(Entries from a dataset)
====
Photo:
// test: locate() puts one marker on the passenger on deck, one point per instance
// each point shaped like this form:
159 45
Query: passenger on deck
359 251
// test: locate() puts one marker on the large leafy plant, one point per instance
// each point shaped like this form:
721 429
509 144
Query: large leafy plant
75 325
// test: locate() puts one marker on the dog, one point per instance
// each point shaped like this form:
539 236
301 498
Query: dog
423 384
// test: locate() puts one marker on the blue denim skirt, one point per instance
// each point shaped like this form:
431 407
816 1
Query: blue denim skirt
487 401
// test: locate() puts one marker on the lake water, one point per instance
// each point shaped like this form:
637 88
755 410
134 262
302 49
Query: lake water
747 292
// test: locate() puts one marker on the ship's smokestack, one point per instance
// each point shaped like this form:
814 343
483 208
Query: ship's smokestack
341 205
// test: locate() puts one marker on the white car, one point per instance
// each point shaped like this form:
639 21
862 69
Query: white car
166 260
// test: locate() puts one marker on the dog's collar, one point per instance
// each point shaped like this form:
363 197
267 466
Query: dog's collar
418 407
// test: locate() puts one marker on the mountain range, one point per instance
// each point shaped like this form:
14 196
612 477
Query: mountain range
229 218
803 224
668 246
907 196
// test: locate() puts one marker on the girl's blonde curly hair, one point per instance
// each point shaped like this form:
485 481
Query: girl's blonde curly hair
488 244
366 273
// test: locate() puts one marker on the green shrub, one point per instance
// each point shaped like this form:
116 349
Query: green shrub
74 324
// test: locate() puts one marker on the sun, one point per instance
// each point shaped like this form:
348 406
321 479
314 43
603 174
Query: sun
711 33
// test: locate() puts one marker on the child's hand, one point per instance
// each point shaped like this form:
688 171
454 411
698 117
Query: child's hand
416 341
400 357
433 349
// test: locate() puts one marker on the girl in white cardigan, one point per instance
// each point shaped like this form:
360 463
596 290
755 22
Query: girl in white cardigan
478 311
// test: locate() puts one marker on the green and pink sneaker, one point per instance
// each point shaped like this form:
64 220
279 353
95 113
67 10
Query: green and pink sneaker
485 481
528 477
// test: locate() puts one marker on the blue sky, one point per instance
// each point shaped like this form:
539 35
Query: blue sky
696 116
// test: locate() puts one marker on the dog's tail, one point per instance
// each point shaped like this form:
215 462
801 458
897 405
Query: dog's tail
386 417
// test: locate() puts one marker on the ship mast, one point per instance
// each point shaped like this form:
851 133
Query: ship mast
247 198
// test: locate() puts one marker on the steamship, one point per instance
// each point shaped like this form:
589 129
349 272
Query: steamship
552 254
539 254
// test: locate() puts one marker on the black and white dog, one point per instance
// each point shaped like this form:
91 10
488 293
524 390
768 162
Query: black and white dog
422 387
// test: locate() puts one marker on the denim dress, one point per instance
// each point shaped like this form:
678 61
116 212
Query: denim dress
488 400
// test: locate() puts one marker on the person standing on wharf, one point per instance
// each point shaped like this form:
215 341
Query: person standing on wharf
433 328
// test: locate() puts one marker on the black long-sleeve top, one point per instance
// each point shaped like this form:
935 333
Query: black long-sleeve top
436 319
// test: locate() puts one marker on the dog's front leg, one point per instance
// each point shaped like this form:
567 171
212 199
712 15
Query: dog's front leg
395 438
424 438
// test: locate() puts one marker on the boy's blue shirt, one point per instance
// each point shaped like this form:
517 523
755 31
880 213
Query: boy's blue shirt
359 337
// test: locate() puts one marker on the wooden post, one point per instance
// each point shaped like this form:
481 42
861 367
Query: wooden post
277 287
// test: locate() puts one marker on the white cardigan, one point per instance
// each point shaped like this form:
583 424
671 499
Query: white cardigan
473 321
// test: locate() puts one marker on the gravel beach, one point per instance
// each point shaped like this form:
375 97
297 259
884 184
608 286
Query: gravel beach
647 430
====
Reproduce every one of the records above word for word, line by line, without changing anything.

Solution for this task:
Photo:
// test: locate() puts one marker on the passenger on deck, one point per instance
// each point shaped like this form:
159 45
Query: passenger on deck
359 251
// test: locate() puts one marker on the large leafy plant, one point per instance
// each point shaped like this form:
721 429
509 144
Query: large leafy plant
75 325
// test: locate() puts one marker on the dog, one point per instance
// each point shaped like this form:
539 236
301 498
Query: dog
423 384
// test: locate() puts one marker on the blue denim skirt, one point per instance
// each point shaped like this form:
431 407
816 1
Query: blue denim skirt
487 401
// test: locate() puts one marker on the lake water, one point per instance
// each point shaped like this form:
637 88
755 410
134 262
302 49
Query: lake water
747 292
// test: locate() puts one marker on the ship's smokestack, one point per instance
// each point shaped like this form:
814 343
483 208
Query: ship's smokestack
341 205
// test: locate() puts one marker on the white car, one point per instance
// each point shaped like this form:
639 21
862 69
Query: white car
166 260
// test: locate() puts one marker on the dog's collar, one point per instance
// each point shaped like this form:
363 197
267 466
Query: dog's collar
418 407
// test: locate() puts one marker on the mountain range, one point per instance
// each point shaped like this form:
14 196
612 477
Query: mountain range
229 218
803 224
668 246
907 196
// test: locate() puts one marker on the girl's blonde curly hair, one point per instance
// each point shaped like this form:
485 481
Query: girl's blonde curly hair
488 244
366 273
// test: locate() puts one marker on the green shrub, one point per instance
// each point shaped like this form:
116 349
Query: green shrub
74 324
// test: locate() puts one marker on the sun, one point per instance
// each point shaped like this form:
348 406
321 479
314 43
603 174
Query: sun
711 33
// test: locate() puts one marker on the child's hand, one point per instance
// each point shaped like this form:
688 171
454 411
698 117
Query: child's hand
416 341
400 357
433 349
// test: locate() puts one marker on the girl in white cardigan, one point per instance
// each point shaped like this form:
360 463
596 290
755 22
Query: girl in white cardigan
478 311
// test: locate() puts one marker on the green and pink sneaker, one point per instance
// each point shaped like this form:
64 220
279 353
95 113
67 10
Query: green and pink sneaker
485 481
528 477
// test: locate() puts one marker on the blue sky, one point per instance
// each point shaped like this form:
539 35
Query: blue sky
696 116
// test: locate() puts one marker on the dog's tail, one point per instance
// each point shaped like this form:
215 462
801 458
897 405
Query: dog's tail
386 417
// test: locate() puts one marker on the ship mast, one point per instance
// each point shaped like this form:
851 133
Query: ship mast
247 198
// test: locate() puts one marker on the steamship, one point per instance
// each point shaped like this form:
589 129
349 272
Query: steamship
552 254
539 254
// test: locate() puts one marker on the black and white dog, one point per instance
// each point shaped like this form:
91 10
488 293
524 390
768 162
Query: black and white dog
422 387
// test: locate() puts one marker on the denim dress, one point per instance
// each point shaped like this form:
678 61
116 212
Query: denim dress
488 400
// test: locate() puts one marker on the person standing on wharf, one point per instance
// each point shaped like this form:
215 341
Query: person standing on wharf
433 328
// test: locate() puts one marker on the black long-sleeve top, one point per instance
// each point shaped like this form:
935 333
Query: black long-sleeve top
436 319
// test: locate() puts one marker on the dog's front leg, one point per instance
// each point shaped like this form:
567 171
212 199
712 15
Query: dog's front leg
395 438
424 438
// test: locate() puts one marker on the boy's blue shirt, one point per instance
// each point shaped like this form:
517 523
755 31
880 213
Query: boy's blue shirt
359 337
// test: locate() puts one marker on the wooden post, one point per instance
// each point shaped like this form:
481 42
861 367
Query: wooden post
277 287
// test: locate() puts one marker on the white cardigan, one point per instance
// each point shaped like this form:
583 424
671 499
Query: white cardigan
473 321
// test: locate() puts one marker on the gravel beach, one point per instance
// each point shaped like this form:
375 97
297 259
884 184
608 286
Query: gravel beach
647 430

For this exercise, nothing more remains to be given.